> _Task_
Whichever lines of the entries hold the word "this" should be identified and copied.

---

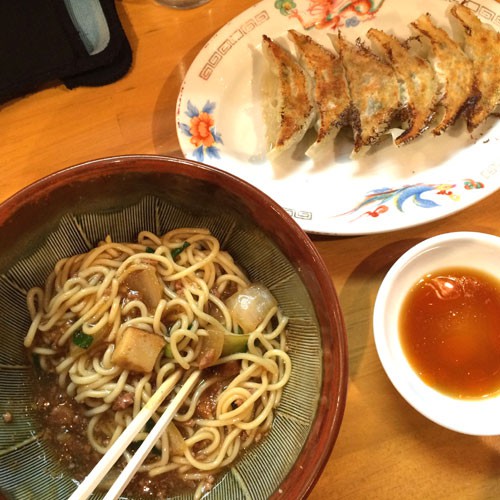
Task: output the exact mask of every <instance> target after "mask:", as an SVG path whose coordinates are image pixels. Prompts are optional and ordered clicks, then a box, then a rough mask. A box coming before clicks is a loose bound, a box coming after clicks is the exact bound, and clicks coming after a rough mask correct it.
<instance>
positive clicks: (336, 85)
mask: <svg viewBox="0 0 500 500" xmlns="http://www.w3.org/2000/svg"><path fill="white" fill-rule="evenodd" d="M288 34H289V37H290V39H291V40H292V41H293V43H294V44H295V47H296V49H297V53H298V58H299V61H300V62H301V64H302V65H303V66H304V68H305V69H306V71H307V72H308V73H309V75H310V76H311V78H312V80H313V89H314V94H313V97H314V102H315V104H316V113H317V115H318V124H317V129H318V135H317V137H316V142H315V143H314V144H313V146H312V147H311V151H310V152H309V154H311V156H314V153H315V151H316V152H317V151H318V150H319V149H320V148H322V146H323V145H325V144H327V143H329V142H330V141H331V140H333V139H334V138H335V136H336V135H337V133H338V131H339V130H340V129H341V128H342V127H344V126H345V125H347V124H348V123H349V110H350V98H349V89H348V88H347V82H346V79H345V75H344V68H343V66H342V63H341V62H340V59H339V58H338V57H336V56H335V55H334V54H333V52H331V51H330V50H328V49H327V48H326V47H323V46H322V45H321V44H319V43H317V42H315V41H314V40H313V39H312V38H311V37H310V36H307V35H303V34H302V33H299V32H298V31H296V30H290V31H289V32H288Z"/></svg>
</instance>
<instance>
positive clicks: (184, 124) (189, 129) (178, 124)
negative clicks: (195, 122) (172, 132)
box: [178, 122, 193, 137]
mask: <svg viewBox="0 0 500 500" xmlns="http://www.w3.org/2000/svg"><path fill="white" fill-rule="evenodd" d="M178 125H179V128H180V129H181V132H182V133H183V134H185V135H187V136H189V137H192V135H193V134H191V132H190V129H189V125H186V124H185V123H180V122H179V124H178Z"/></svg>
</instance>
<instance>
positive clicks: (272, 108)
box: [263, 36, 314, 154]
mask: <svg viewBox="0 0 500 500" xmlns="http://www.w3.org/2000/svg"><path fill="white" fill-rule="evenodd" d="M263 52H264V55H265V57H266V58H267V60H268V62H269V65H268V67H269V70H270V71H269V72H268V73H267V74H266V77H265V80H266V83H265V84H264V86H263V90H264V92H266V93H267V98H266V103H267V105H266V108H265V113H266V115H267V116H266V122H267V123H268V126H267V138H268V142H269V144H270V154H273V153H275V154H279V153H280V152H282V151H284V150H286V149H289V148H290V147H291V146H293V145H295V144H297V143H298V142H299V141H300V140H301V139H302V138H303V137H304V135H305V133H306V132H307V130H308V129H309V127H310V126H311V123H312V121H313V118H314V105H313V97H312V82H311V79H310V78H309V75H308V74H307V73H306V72H305V71H304V69H303V68H302V66H300V64H299V63H298V62H297V61H296V59H295V58H294V57H293V56H292V54H290V52H288V51H287V50H285V49H284V48H283V47H281V46H280V45H278V44H277V43H275V42H273V41H272V40H271V39H270V38H268V37H267V36H264V38H263ZM273 76H274V77H275V78H276V80H277V82H274V81H273Z"/></svg>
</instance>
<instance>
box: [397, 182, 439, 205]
mask: <svg viewBox="0 0 500 500" xmlns="http://www.w3.org/2000/svg"><path fill="white" fill-rule="evenodd" d="M433 189H434V186H429V185H419V184H416V185H414V186H409V187H408V188H406V189H404V190H403V191H401V193H400V194H399V196H398V197H397V201H396V206H397V207H398V210H400V211H401V212H402V211H403V203H404V202H405V201H406V200H408V199H411V198H413V203H415V205H417V206H418V207H421V208H433V207H437V206H439V205H438V204H437V203H436V202H434V201H432V200H426V199H424V198H422V196H421V195H422V193H425V192H427V191H432V190H433Z"/></svg>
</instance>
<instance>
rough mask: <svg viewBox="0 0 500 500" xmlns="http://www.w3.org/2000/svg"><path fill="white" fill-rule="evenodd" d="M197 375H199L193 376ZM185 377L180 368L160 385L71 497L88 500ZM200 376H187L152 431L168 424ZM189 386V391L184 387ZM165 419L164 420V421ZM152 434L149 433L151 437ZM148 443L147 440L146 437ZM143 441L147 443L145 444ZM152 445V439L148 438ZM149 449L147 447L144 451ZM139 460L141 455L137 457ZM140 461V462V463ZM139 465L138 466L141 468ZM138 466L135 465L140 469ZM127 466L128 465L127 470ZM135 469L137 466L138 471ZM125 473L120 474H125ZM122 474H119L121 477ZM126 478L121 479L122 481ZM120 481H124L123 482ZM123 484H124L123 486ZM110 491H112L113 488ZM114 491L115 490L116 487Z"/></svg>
mask: <svg viewBox="0 0 500 500" xmlns="http://www.w3.org/2000/svg"><path fill="white" fill-rule="evenodd" d="M194 375H196V377H193V376H194ZM181 376H182V370H178V371H176V372H174V373H173V374H172V375H170V377H168V378H167V379H166V380H165V381H164V382H163V383H162V384H161V385H160V387H158V389H157V390H156V391H155V393H154V394H153V395H152V396H151V398H150V399H149V401H148V402H147V403H146V404H145V405H144V407H143V408H142V409H141V411H140V412H139V413H138V414H137V415H136V416H135V417H134V419H133V420H132V421H131V422H130V424H129V425H128V426H127V428H126V429H125V430H124V431H123V432H122V434H120V436H119V437H118V439H117V440H116V441H115V442H114V443H113V444H112V445H111V447H110V448H109V450H108V451H107V452H106V453H105V454H104V455H103V457H102V458H101V460H99V462H98V463H97V465H96V466H95V467H94V468H93V469H92V470H91V471H90V473H89V474H88V475H87V477H86V478H85V479H84V480H83V481H82V482H81V483H80V485H79V486H78V488H77V489H76V490H75V491H74V492H73V494H72V495H71V496H70V497H69V500H85V499H87V498H88V497H89V496H90V494H91V493H92V492H93V491H94V489H95V488H96V487H97V486H98V485H99V483H100V482H101V481H102V479H103V478H104V476H105V475H106V474H107V473H108V472H109V470H110V469H111V467H113V465H114V464H115V463H116V461H117V460H118V459H119V458H120V457H121V456H122V455H123V452H124V451H125V450H126V449H127V446H128V445H129V444H130V443H131V442H132V441H133V439H134V437H135V436H136V435H137V434H138V433H139V432H140V431H141V430H142V429H143V427H144V426H145V425H146V423H147V422H148V420H149V419H150V418H151V417H152V416H153V414H154V413H155V411H156V410H157V409H158V407H159V406H160V404H161V403H162V401H163V400H164V399H165V398H166V397H167V396H168V395H169V394H170V393H171V392H172V390H173V388H174V387H175V385H176V384H177V382H179V380H180V379H181ZM198 376H199V372H198V371H196V372H193V373H192V374H191V376H190V377H189V378H188V380H187V381H186V384H185V385H183V388H182V389H181V391H179V393H178V394H177V396H176V397H175V398H174V399H173V400H172V402H171V403H169V405H168V407H167V409H166V410H165V412H164V414H163V415H165V414H167V417H165V419H163V415H162V417H160V419H159V420H158V422H157V423H156V425H155V427H154V428H153V430H155V429H156V427H157V426H158V428H159V425H158V424H160V422H161V423H162V424H163V426H164V427H165V426H166V425H167V424H168V423H169V421H170V420H171V419H172V418H173V416H174V414H175V412H176V411H177V409H178V407H179V406H180V404H181V403H182V401H183V399H184V398H185V397H186V396H187V395H188V394H189V391H190V390H191V388H192V385H193V384H194V383H195V382H196V380H197V378H198ZM188 382H189V383H190V386H189V387H188ZM184 388H186V390H184ZM179 394H181V397H180V398H179V397H178V396H179ZM174 407H175V410H171V408H174ZM162 419H163V420H162ZM157 433H158V437H159V436H160V434H161V430H158V431H157ZM148 437H149V436H148ZM145 442H146V440H145ZM145 442H144V443H145ZM155 442H156V441H153V443H152V444H151V447H150V448H149V449H148V451H147V452H146V453H144V452H143V453H144V456H143V457H142V460H141V461H140V463H142V461H143V460H144V458H145V457H146V455H147V453H149V451H150V450H151V448H152V447H153V446H154V444H155ZM144 443H143V444H142V445H141V447H140V448H139V450H137V452H136V453H135V455H134V458H135V456H136V455H138V453H139V451H140V450H141V449H143V447H144ZM148 444H149V441H148ZM145 449H146V448H145V447H144V450H145ZM138 460H139V457H138ZM140 463H139V465H140ZM139 465H137V467H139ZM137 467H136V468H137ZM127 469H128V466H127V467H126V468H125V469H124V471H123V472H125V470H127ZM135 470H136V469H134V472H135ZM123 472H122V474H121V475H123ZM121 475H120V477H121ZM132 476H133V473H132V474H131V475H130V477H128V478H127V479H128V480H127V481H126V482H125V483H124V484H123V489H124V488H125V486H126V485H127V484H128V482H129V481H130V479H132ZM123 481H124V480H123V479H122V480H121V482H123ZM120 484H121V483H120ZM120 487H121V486H120ZM123 489H121V490H120V492H119V493H118V495H119V494H120V493H121V491H123ZM110 491H111V490H110ZM113 491H114V490H113ZM106 498H108V497H106Z"/></svg>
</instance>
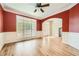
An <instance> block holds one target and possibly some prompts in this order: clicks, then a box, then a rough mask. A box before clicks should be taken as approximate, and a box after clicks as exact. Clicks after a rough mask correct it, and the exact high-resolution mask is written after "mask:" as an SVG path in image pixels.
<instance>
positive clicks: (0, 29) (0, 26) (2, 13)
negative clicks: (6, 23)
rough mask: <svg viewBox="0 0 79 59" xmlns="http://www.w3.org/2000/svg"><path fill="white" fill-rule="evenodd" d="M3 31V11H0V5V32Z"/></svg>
mask: <svg viewBox="0 0 79 59" xmlns="http://www.w3.org/2000/svg"><path fill="white" fill-rule="evenodd" d="M2 31H3V11H2V7H1V5H0V32H2Z"/></svg>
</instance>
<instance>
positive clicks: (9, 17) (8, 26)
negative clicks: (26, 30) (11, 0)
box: [3, 11, 16, 32]
mask: <svg viewBox="0 0 79 59" xmlns="http://www.w3.org/2000/svg"><path fill="white" fill-rule="evenodd" d="M3 19H4V20H3V24H4V25H3V32H15V31H16V14H13V13H10V12H6V11H3Z"/></svg>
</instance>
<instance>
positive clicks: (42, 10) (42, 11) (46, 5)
mask: <svg viewBox="0 0 79 59" xmlns="http://www.w3.org/2000/svg"><path fill="white" fill-rule="evenodd" d="M48 6H49V4H42V3H36V7H37V8H39V9H40V11H41V12H42V13H44V10H43V9H42V8H43V7H48ZM35 12H37V9H35V10H34V13H35Z"/></svg>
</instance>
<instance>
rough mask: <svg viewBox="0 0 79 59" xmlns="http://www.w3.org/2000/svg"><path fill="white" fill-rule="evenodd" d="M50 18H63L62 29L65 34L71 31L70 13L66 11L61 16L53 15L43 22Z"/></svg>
mask: <svg viewBox="0 0 79 59" xmlns="http://www.w3.org/2000/svg"><path fill="white" fill-rule="evenodd" d="M49 18H62V28H63V32H68V31H69V11H68V10H67V11H64V12H61V13H59V14H56V15H53V16H49V17H47V18H45V19H43V21H42V22H44V21H46V20H48V19H49Z"/></svg>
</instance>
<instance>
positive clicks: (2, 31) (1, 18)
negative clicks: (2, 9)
mask: <svg viewBox="0 0 79 59" xmlns="http://www.w3.org/2000/svg"><path fill="white" fill-rule="evenodd" d="M2 32H3V11H2V7H1V5H0V50H1V49H2V47H3V45H4V37H3V33H2Z"/></svg>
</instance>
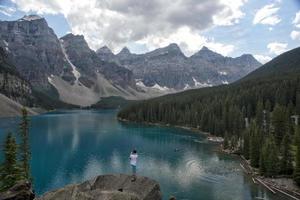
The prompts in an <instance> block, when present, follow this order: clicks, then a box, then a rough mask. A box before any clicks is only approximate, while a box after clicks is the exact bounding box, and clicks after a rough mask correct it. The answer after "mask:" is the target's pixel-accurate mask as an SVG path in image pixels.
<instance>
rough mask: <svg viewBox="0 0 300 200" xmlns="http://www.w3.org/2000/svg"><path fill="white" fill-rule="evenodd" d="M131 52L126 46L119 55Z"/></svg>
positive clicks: (121, 50)
mask: <svg viewBox="0 0 300 200" xmlns="http://www.w3.org/2000/svg"><path fill="white" fill-rule="evenodd" d="M130 54H131V52H130V50H129V49H128V48H127V47H124V48H123V49H122V50H121V51H120V52H119V53H118V55H130Z"/></svg>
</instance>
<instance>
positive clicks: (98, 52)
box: [96, 46, 113, 54]
mask: <svg viewBox="0 0 300 200" xmlns="http://www.w3.org/2000/svg"><path fill="white" fill-rule="evenodd" d="M96 52H97V53H105V54H113V52H112V51H111V50H110V48H108V47H107V46H103V47H101V48H100V49H98V50H97V51H96Z"/></svg>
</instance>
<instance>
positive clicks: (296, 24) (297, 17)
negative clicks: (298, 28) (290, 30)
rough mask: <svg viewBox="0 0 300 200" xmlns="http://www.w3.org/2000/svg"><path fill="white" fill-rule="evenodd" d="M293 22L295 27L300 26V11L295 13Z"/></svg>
mask: <svg viewBox="0 0 300 200" xmlns="http://www.w3.org/2000/svg"><path fill="white" fill-rule="evenodd" d="M293 24H294V25H295V26H296V27H297V28H300V11H298V12H297V13H296V16H295V18H294V20H293Z"/></svg>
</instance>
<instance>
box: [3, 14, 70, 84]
mask: <svg viewBox="0 0 300 200" xmlns="http://www.w3.org/2000/svg"><path fill="white" fill-rule="evenodd" d="M0 46H2V47H3V48H4V49H5V50H6V51H7V53H8V54H9V56H10V57H11V58H12V61H13V64H14V65H15V66H16V68H17V71H18V72H19V73H20V75H21V76H22V77H23V78H25V80H27V81H30V83H31V84H32V85H33V86H35V87H39V88H40V87H47V86H49V84H48V80H47V77H50V76H51V75H57V76H61V77H68V78H67V79H68V80H70V79H74V76H73V74H72V73H71V70H72V68H71V67H70V65H69V64H68V63H67V62H66V60H65V56H64V55H63V52H62V49H61V46H60V42H59V40H58V38H57V36H56V35H55V33H54V31H53V30H52V29H51V28H50V27H49V26H48V24H47V22H46V20H45V19H44V18H41V17H39V16H36V15H29V16H24V17H23V18H21V19H19V20H16V21H0Z"/></svg>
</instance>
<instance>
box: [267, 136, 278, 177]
mask: <svg viewBox="0 0 300 200" xmlns="http://www.w3.org/2000/svg"><path fill="white" fill-rule="evenodd" d="M264 147H265V148H266V151H265V153H266V155H265V158H266V160H265V164H264V165H265V169H266V173H265V175H266V176H269V177H272V176H275V175H277V174H278V163H279V159H278V151H277V148H276V143H275V139H274V137H273V136H270V137H269V138H268V140H267V143H266V145H265V146H264Z"/></svg>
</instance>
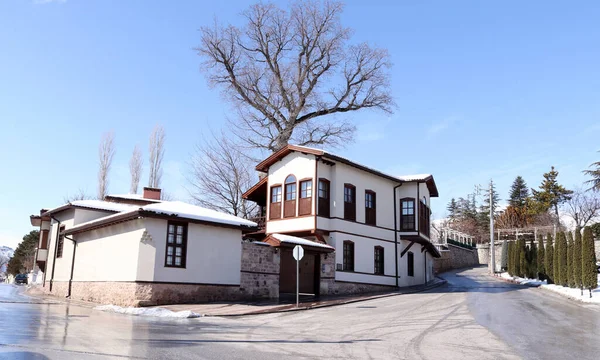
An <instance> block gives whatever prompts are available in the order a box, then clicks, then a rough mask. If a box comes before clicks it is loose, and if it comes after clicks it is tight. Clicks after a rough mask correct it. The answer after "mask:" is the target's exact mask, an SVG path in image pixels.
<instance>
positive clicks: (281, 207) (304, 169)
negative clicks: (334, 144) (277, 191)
mask: <svg viewBox="0 0 600 360" xmlns="http://www.w3.org/2000/svg"><path fill="white" fill-rule="evenodd" d="M289 175H294V176H295V177H296V215H297V214H298V204H299V201H298V200H299V199H300V180H302V179H312V182H313V183H312V187H313V191H312V211H311V213H312V214H315V196H316V186H317V182H316V180H315V156H314V155H310V154H302V153H297V152H293V153H291V154H289V155H288V156H286V157H285V158H283V159H282V160H281V161H279V162H277V163H275V164H273V165H271V167H270V168H269V178H268V181H267V185H268V186H267V219H269V217H270V211H271V186H273V185H281V198H282V203H281V219H279V220H273V221H267V228H266V231H267V233H268V234H272V233H276V232H290V231H302V230H312V229H314V226H315V224H314V217H312V216H303V217H301V218H288V219H286V218H284V217H283V208H284V205H283V203H284V202H285V179H286V178H287V177H288V176H289Z"/></svg>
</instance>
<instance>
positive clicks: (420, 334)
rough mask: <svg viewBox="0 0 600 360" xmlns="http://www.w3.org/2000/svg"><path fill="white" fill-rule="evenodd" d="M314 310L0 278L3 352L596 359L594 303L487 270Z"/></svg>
mask: <svg viewBox="0 0 600 360" xmlns="http://www.w3.org/2000/svg"><path fill="white" fill-rule="evenodd" d="M444 277H446V279H447V280H448V281H449V283H448V284H447V285H445V286H442V287H439V288H436V289H433V290H430V291H428V292H425V293H420V294H408V295H401V296H395V297H388V298H382V299H376V300H370V301H366V302H360V303H354V304H348V305H342V306H336V307H330V308H322V309H315V310H310V311H302V312H294V313H282V314H268V315H259V316H248V317H238V318H212V317H205V318H200V319H183V320H170V319H154V318H144V317H132V316H127V315H119V314H110V313H104V312H100V311H96V310H93V309H91V308H88V307H82V306H75V305H66V304H63V303H57V302H54V303H44V302H43V301H39V300H37V299H35V298H28V297H25V296H23V295H22V294H21V291H20V290H22V288H19V287H16V286H13V285H5V284H2V285H0V359H113V358H114V359H119V358H142V359H170V358H178V359H261V360H268V359H278V360H282V359H312V358H327V359H351V358H355V359H369V358H371V359H460V360H465V359H521V358H526V359H568V358H571V357H576V358H577V359H578V360H579V359H598V358H599V356H598V354H600V337H599V336H600V310H599V308H598V306H593V305H587V306H581V305H578V304H573V303H571V302H570V301H569V300H567V299H564V298H562V297H559V296H558V295H554V294H551V293H548V292H546V291H543V290H541V289H532V288H525V287H522V286H519V285H513V284H508V283H504V282H501V281H499V280H495V279H491V278H489V277H487V276H486V275H485V269H481V268H478V269H471V270H466V271H461V272H458V273H447V274H444Z"/></svg>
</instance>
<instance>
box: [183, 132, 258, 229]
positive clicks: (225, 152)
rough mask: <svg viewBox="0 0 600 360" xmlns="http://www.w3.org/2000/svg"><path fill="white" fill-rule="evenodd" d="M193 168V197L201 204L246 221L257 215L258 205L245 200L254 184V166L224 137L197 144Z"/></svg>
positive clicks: (191, 162) (249, 201)
mask: <svg viewBox="0 0 600 360" xmlns="http://www.w3.org/2000/svg"><path fill="white" fill-rule="evenodd" d="M190 166H191V174H190V176H189V178H188V181H189V182H190V184H191V186H192V189H191V190H190V195H191V196H192V198H193V199H194V201H196V202H197V203H198V204H200V205H201V206H204V207H207V208H210V209H214V210H217V211H222V212H225V213H228V214H232V215H235V216H240V217H244V218H250V217H252V216H253V215H255V214H256V210H257V206H256V204H254V203H253V202H251V201H247V200H245V199H243V198H242V194H243V193H244V191H246V190H247V189H249V188H250V187H251V186H252V185H253V179H252V178H253V177H252V175H251V174H252V173H253V171H252V167H251V165H250V164H249V161H248V158H247V157H246V156H245V155H244V154H243V153H242V152H241V151H240V148H239V147H237V146H236V145H235V144H234V143H233V142H232V141H231V140H230V139H227V138H226V137H225V135H224V134H221V135H220V136H216V135H215V134H213V135H212V138H211V139H208V140H206V139H205V140H203V142H202V143H201V144H198V145H197V146H196V152H195V154H194V155H193V156H192V160H191V164H190Z"/></svg>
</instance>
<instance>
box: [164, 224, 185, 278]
mask: <svg viewBox="0 0 600 360" xmlns="http://www.w3.org/2000/svg"><path fill="white" fill-rule="evenodd" d="M186 251H187V224H184V223H176V222H171V221H169V222H168V225H167V251H166V253H165V266H166V267H178V268H185V258H186Z"/></svg>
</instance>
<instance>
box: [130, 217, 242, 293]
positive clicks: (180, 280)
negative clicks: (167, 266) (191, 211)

---

> _Answer_
An <instance> block holds one target and possibly some prompts in this order: clicks, then a box, then a rough mask. A box before clicks should be taken as approximate, and a box after clicks as exact. Clicks after a rough mask correct it, and the exact high-resolution mask is written after "mask:" as an SVG path in image pixels.
The prompts in an <instance> block, when present, follow this order: clicks, then a box, then a rough mask. A box before any clicks is only approximate, while a box after clicks is the exact bounding box, and clicks after a rough mask correct it. The answer after "mask:" is the target's pixel-accurate mask as an SVG path in image pixels.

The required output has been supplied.